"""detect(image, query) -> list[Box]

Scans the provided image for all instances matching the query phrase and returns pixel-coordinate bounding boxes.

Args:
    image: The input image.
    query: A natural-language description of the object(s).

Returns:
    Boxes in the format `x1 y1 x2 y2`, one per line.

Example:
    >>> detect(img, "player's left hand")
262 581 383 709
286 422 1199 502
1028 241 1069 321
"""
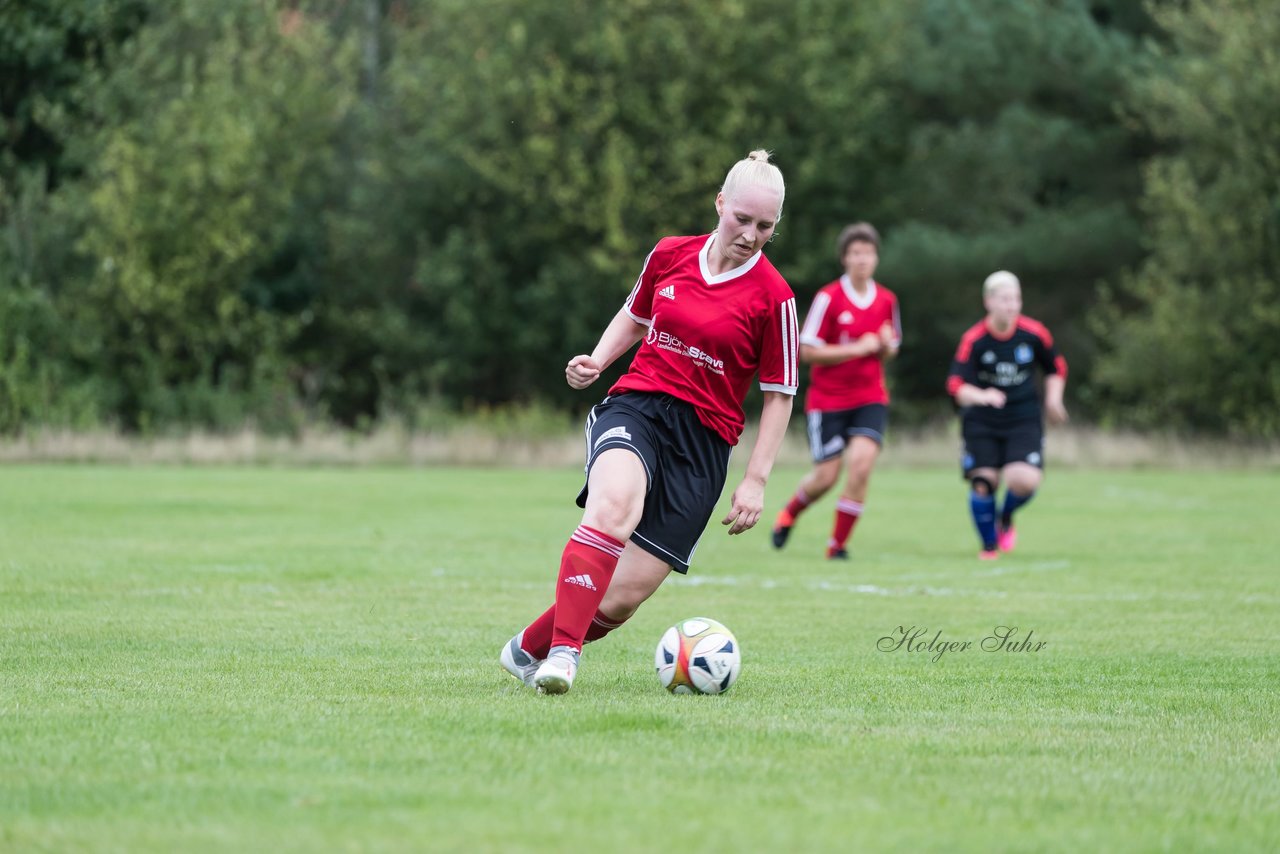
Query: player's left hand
721 478 764 534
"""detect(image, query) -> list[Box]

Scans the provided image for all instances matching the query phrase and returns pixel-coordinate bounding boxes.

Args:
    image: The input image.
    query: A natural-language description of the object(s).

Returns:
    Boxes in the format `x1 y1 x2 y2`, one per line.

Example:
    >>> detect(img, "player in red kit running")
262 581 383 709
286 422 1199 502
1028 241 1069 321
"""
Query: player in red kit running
772 223 902 558
947 270 1066 561
499 151 799 694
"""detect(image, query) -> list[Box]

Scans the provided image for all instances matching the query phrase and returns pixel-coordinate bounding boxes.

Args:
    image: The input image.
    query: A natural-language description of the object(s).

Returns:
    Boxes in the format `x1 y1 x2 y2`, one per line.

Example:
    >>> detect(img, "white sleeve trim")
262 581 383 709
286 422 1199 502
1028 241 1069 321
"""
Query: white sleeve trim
760 383 799 396
622 305 653 326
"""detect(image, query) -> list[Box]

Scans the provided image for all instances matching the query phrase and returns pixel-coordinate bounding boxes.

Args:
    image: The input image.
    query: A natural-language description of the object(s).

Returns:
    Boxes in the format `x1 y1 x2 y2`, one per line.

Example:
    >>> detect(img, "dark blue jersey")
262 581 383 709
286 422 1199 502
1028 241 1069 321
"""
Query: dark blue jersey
947 315 1066 426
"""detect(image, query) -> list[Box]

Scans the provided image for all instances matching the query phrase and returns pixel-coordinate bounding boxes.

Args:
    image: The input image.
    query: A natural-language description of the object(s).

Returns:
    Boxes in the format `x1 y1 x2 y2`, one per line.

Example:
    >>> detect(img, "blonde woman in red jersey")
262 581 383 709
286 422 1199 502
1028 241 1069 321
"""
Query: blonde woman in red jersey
772 223 902 560
499 151 799 694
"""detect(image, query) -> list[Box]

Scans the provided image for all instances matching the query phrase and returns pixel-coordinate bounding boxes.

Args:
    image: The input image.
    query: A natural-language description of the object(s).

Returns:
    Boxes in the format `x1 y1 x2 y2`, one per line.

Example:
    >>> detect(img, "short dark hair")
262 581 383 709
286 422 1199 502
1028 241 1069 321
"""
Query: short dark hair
836 223 879 261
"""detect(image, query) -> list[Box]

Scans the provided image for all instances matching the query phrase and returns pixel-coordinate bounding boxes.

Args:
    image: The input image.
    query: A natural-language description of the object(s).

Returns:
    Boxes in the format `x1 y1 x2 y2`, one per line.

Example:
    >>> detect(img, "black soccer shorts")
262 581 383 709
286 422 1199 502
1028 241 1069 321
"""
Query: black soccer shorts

**********

Please convert all the records into a Markdown table with two columns, Row for the row number and Text for the line, and skip any blank lines. Leave the pictures out of the table.

**SOLVED EXERCISE:**
| Row | Text |
|---|---|
| 1 | """detect(image, query) -> list[Box] |
| 2 | Scans the provided image for all instances matching the query phrase and returns pixel-coordinate bounding boxes. |
| 3 | Args: |
| 4 |     image: The input image. |
| 5 |     query: A natural-language description of the object(s). |
| 6 | Returns: |
| 7 |     Boxes in the format `x1 y1 x2 y2`, one per line. |
| 8 | Example: |
| 9 |     >>> detect(img, "player's left hand") |
| 10 | 262 581 383 709 |
| 11 | 286 422 1199 502 |
| 12 | 1028 241 1069 321 |
| 13 | """ |
| 14 | Query: player's left hand |
| 15 | 721 478 764 534 |
| 16 | """detect(image, query) -> list[Box] |
| 17 | Scans the provided image for all instances matching the query phrase and returns pixel-coordinate bounding boxes. |
| 18 | Args: |
| 19 |     image: The input image. |
| 20 |     query: A natural-language description of the object(s). |
| 21 | Returns: |
| 22 |     Boxes in the format `x1 y1 x2 y2`, one per line. |
| 23 | Example: |
| 24 |     >>> detect(img, "player in red kit running") |
| 25 | 262 581 383 709 |
| 26 | 286 422 1199 502 |
| 27 | 1028 241 1069 321 |
| 28 | """ |
| 29 | Query: player in red kit running |
| 30 | 772 223 902 558 |
| 31 | 947 270 1066 561 |
| 32 | 499 151 799 694 |
| 33 | """detect(image, query) -> list[Box] |
| 34 | Scans the provided image for all instances matching the query phrase and returns pixel-coordinate bounding boxes. |
| 35 | Args: |
| 36 |     image: The input image. |
| 37 |     query: A natural-language description of the object(s). |
| 38 | Returns: |
| 39 |     Boxes in the format `x1 y1 x2 y2`, one per line. |
| 40 | Example: |
| 41 |     >>> detect(img, "white sleeve trim") |
| 42 | 262 581 383 709 |
| 43 | 286 422 1199 502 |
| 44 | 1028 241 1069 321 |
| 45 | """ |
| 46 | Query: white sleeve trim |
| 47 | 760 383 799 396 |
| 48 | 622 305 653 326 |
| 49 | """detect(image, query) -> list[Box] |
| 50 | Scans the provided image for all instances matching the query phrase and returns pixel-coordinate bounding boxes. |
| 51 | Args: |
| 52 |     image: The input image. |
| 53 |     query: A natural-language description of the object(s). |
| 54 | Returns: |
| 55 |     Boxes in the format `x1 y1 x2 y2`, one per line. |
| 56 | Example: |
| 57 |     >>> detect(img, "dark blue jersey") |
| 58 | 262 581 383 709 |
| 59 | 286 422 1199 502 |
| 60 | 1028 241 1069 321 |
| 61 | """ |
| 62 | Query: dark blue jersey |
| 63 | 947 315 1066 426 |
| 64 | """detect(image, query) -> list[Box] |
| 65 | Scans the provided image for all instances matching the query phrase and returns pixel-coordinate bounding boxes. |
| 66 | Args: |
| 67 |     image: The input image. |
| 68 |     query: A natural-language description of the object(s). |
| 69 | Returns: |
| 70 |     Boxes in the format `x1 y1 x2 y2`, one per line. |
| 71 | Example: |
| 72 |     >>> detect(img, "blonde woman in red jersey") |
| 73 | 262 581 383 709 |
| 74 | 286 422 1199 502 |
| 75 | 1028 241 1069 321 |
| 76 | """ |
| 77 | Query: blonde woman in red jersey |
| 78 | 772 223 902 560 |
| 79 | 499 151 799 694 |
| 80 | """detect(image, query) -> list[Box] |
| 81 | Scans the provided image for all instances matching the query phrase and returns pixel-coordinate bounding boxes. |
| 82 | Args: |
| 83 |     image: The input image. |
| 84 |     query: A natural-language description of the object(s). |
| 85 | Returns: |
| 86 |     Boxes in the format `x1 y1 x2 y2`, one per line. |
| 87 | Example: |
| 88 |     >>> detect(img, "short dark hair") |
| 89 | 262 581 383 709 |
| 90 | 286 422 1199 502 |
| 91 | 1028 241 1069 321 |
| 92 | """ |
| 93 | Query: short dark hair |
| 94 | 836 223 879 261 |
| 95 | """detect(image, query) -> list[Box] |
| 96 | Scans the provided image for all instances matching the query phrase and returns pixel-coordinate bounding boxes. |
| 97 | Args: |
| 98 |     image: The input image. |
| 99 |     query: A natural-language description of the object(s). |
| 100 | Returns: |
| 101 |     Boxes in the format `x1 y1 x2 y2`, one per line. |
| 102 | Example: |
| 103 |     >>> detect(img, "black soccer shorts") |
| 104 | 262 581 383 709 |
| 105 | 286 422 1199 502 |
| 106 | 1028 241 1069 321 |
| 107 | """ |
| 108 | Query: black soccer shorts |